#### [Data shown]
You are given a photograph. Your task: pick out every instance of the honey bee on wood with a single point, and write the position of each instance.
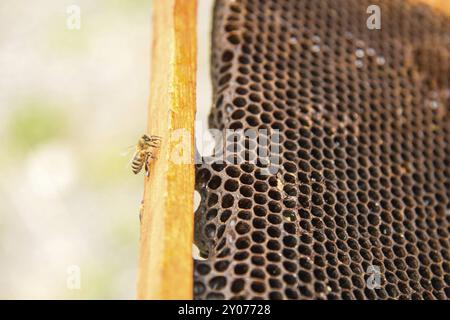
(144, 153)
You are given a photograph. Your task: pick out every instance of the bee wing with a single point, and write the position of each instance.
(127, 151)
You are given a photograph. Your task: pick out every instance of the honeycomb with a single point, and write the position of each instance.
(364, 175)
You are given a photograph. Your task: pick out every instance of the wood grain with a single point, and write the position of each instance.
(165, 266)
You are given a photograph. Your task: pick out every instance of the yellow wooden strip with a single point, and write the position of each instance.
(165, 267)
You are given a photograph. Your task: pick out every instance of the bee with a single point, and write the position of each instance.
(144, 153)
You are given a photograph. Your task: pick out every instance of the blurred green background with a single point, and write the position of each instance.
(71, 103)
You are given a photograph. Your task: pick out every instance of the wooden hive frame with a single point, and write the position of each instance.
(166, 267)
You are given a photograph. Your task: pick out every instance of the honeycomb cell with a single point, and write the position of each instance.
(363, 179)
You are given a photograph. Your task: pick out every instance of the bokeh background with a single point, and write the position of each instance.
(72, 102)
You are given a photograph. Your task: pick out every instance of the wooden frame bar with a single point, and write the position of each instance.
(165, 266)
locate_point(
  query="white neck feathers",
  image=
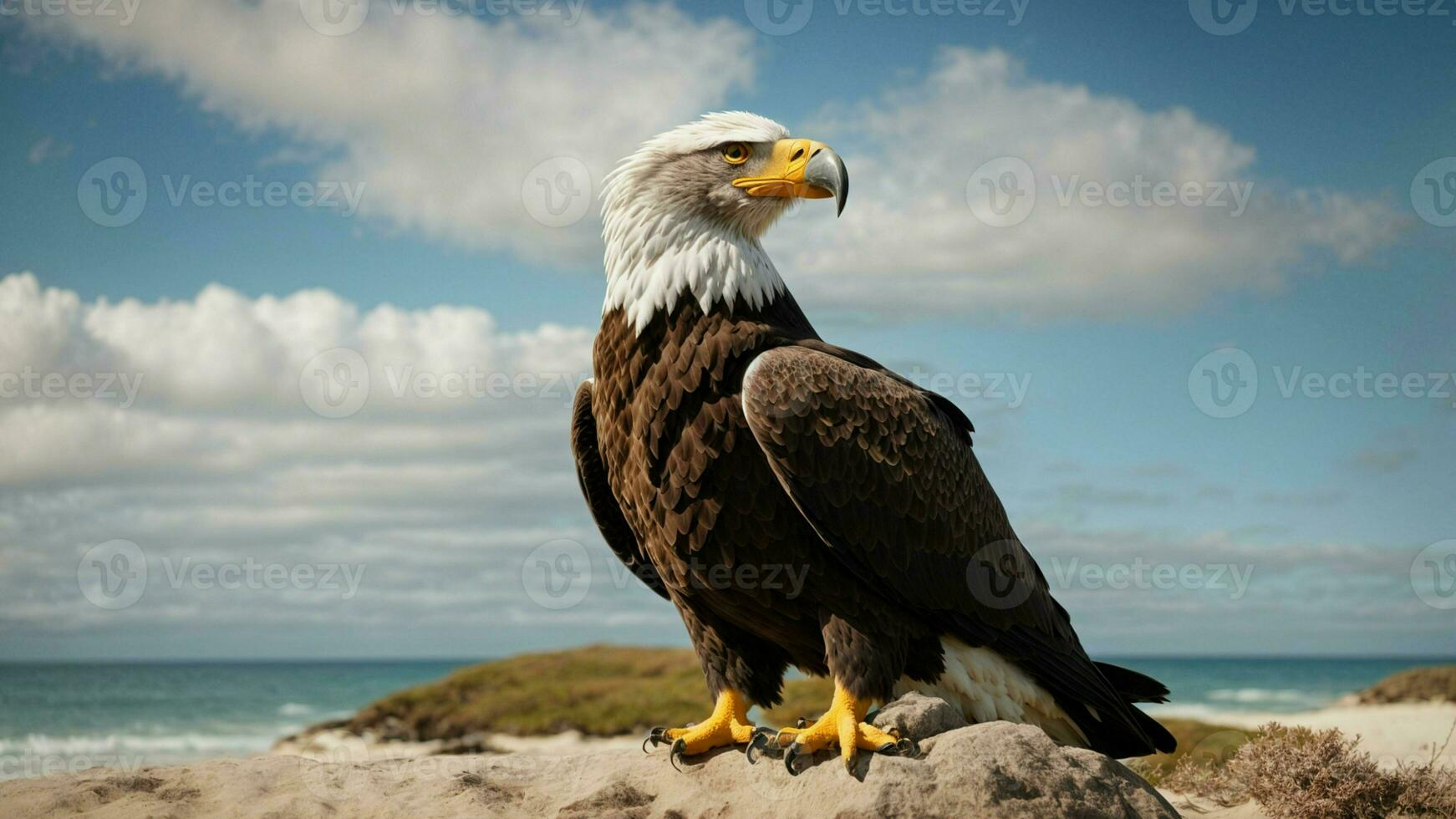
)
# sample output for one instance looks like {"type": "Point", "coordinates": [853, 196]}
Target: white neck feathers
{"type": "Point", "coordinates": [657, 257]}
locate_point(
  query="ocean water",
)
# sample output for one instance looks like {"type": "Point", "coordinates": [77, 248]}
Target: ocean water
{"type": "Point", "coordinates": [70, 716]}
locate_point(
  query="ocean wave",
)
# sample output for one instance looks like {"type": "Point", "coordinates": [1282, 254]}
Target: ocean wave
{"type": "Point", "coordinates": [176, 744]}
{"type": "Point", "coordinates": [1267, 695]}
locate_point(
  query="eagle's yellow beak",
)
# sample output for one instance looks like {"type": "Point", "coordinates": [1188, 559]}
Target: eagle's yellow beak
{"type": "Point", "coordinates": [800, 168]}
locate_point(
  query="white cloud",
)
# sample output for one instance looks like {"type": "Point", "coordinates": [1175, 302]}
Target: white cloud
{"type": "Point", "coordinates": [914, 150]}
{"type": "Point", "coordinates": [443, 118]}
{"type": "Point", "coordinates": [220, 461]}
{"type": "Point", "coordinates": [47, 149]}
{"type": "Point", "coordinates": [440, 117]}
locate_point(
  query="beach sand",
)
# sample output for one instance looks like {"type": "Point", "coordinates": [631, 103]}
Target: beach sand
{"type": "Point", "coordinates": [316, 774]}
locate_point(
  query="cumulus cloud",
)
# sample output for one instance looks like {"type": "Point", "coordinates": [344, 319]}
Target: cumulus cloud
{"type": "Point", "coordinates": [440, 505]}
{"type": "Point", "coordinates": [221, 461]}
{"type": "Point", "coordinates": [441, 117]}
{"type": "Point", "coordinates": [445, 118]}
{"type": "Point", "coordinates": [914, 151]}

#### [What needs to be done]
Give each record above back word for word, but carry over none of the pictures.

#### [Finished exercise]
You are given a photograph. Your task: pick out every instance of the honey bee on wood with a single point, and write the position of each instance.
(144, 153)
You are given a photograph. Your task: pick out every instance of the bee wing with a single point, and write the position of each instance.
(127, 151)
You are given a photograph. Your task: pick out every instance of the honeycomb with a single point, and write the position of each instance.
(364, 175)
You are given a photograph. Your task: pick out every instance of the wood grain with a single point, and write the position of each instance.
(165, 266)
You are given a photograph. Your task: pick out every instance of the yellow wooden strip with a single point, and write the position of each instance.
(165, 267)
You are given a photograph. Your task: pick out every instance of the bee with a single point, and write the position of each instance.
(144, 153)
You are given a photograph. Your task: pick out every instance of the blurred green background with a single point, and write the position of each instance.
(71, 103)
You are given a photograph. Your task: pick out every instance of the wooden hive frame with a single point, and write the position of each instance.
(166, 267)
You are given a photograph. Your task: pick out every instance of the honeycomb cell with a single point, and write the position of each instance.
(363, 179)
You are given a photograph. Your task: pick out every instance of the bokeh background with a single point, and write the position of each instance.
(72, 102)
You are given a photograph. Your task: pick out every instance of the wooden frame bar with a single point, and write the position of each instance.
(165, 266)
locate_point(
  query="white neck feathers",
  image=
)
# sample output for one instance looks like {"type": "Point", "coordinates": [853, 196]}
Target: white neck feathers
{"type": "Point", "coordinates": [657, 257]}
locate_point(
  query="ocean water",
)
# sample output for one instance looks like {"type": "Point", "coordinates": [77, 248]}
Target: ocean water
{"type": "Point", "coordinates": [70, 716]}
locate_point(
  query="ocean wave",
)
# sample output for one instance looks like {"type": "Point", "coordinates": [1282, 254]}
Target: ocean wave
{"type": "Point", "coordinates": [176, 744]}
{"type": "Point", "coordinates": [1267, 695]}
locate_point(
  query="eagle's yellow beak",
)
# sample output for one instance looks like {"type": "Point", "coordinates": [1188, 559]}
Target: eagle's yellow beak
{"type": "Point", "coordinates": [800, 168]}
locate_point(
  query="white cloud",
)
# sample output for one instance looks like {"type": "Point", "coordinates": [1175, 302]}
Target: white cloud
{"type": "Point", "coordinates": [914, 150]}
{"type": "Point", "coordinates": [443, 118]}
{"type": "Point", "coordinates": [220, 461]}
{"type": "Point", "coordinates": [47, 149]}
{"type": "Point", "coordinates": [440, 117]}
locate_point(
  query="beach sand",
)
# sample output for one instance looks like {"type": "Point", "coordinates": [631, 103]}
Target: beach sand
{"type": "Point", "coordinates": [316, 774]}
locate_point(
  query="cumulus cloud",
)
# sample output for one instance looks like {"type": "Point", "coordinates": [344, 319]}
Target: cumulus cloud
{"type": "Point", "coordinates": [440, 505]}
{"type": "Point", "coordinates": [221, 461]}
{"type": "Point", "coordinates": [441, 117]}
{"type": "Point", "coordinates": [445, 118]}
{"type": "Point", "coordinates": [914, 151]}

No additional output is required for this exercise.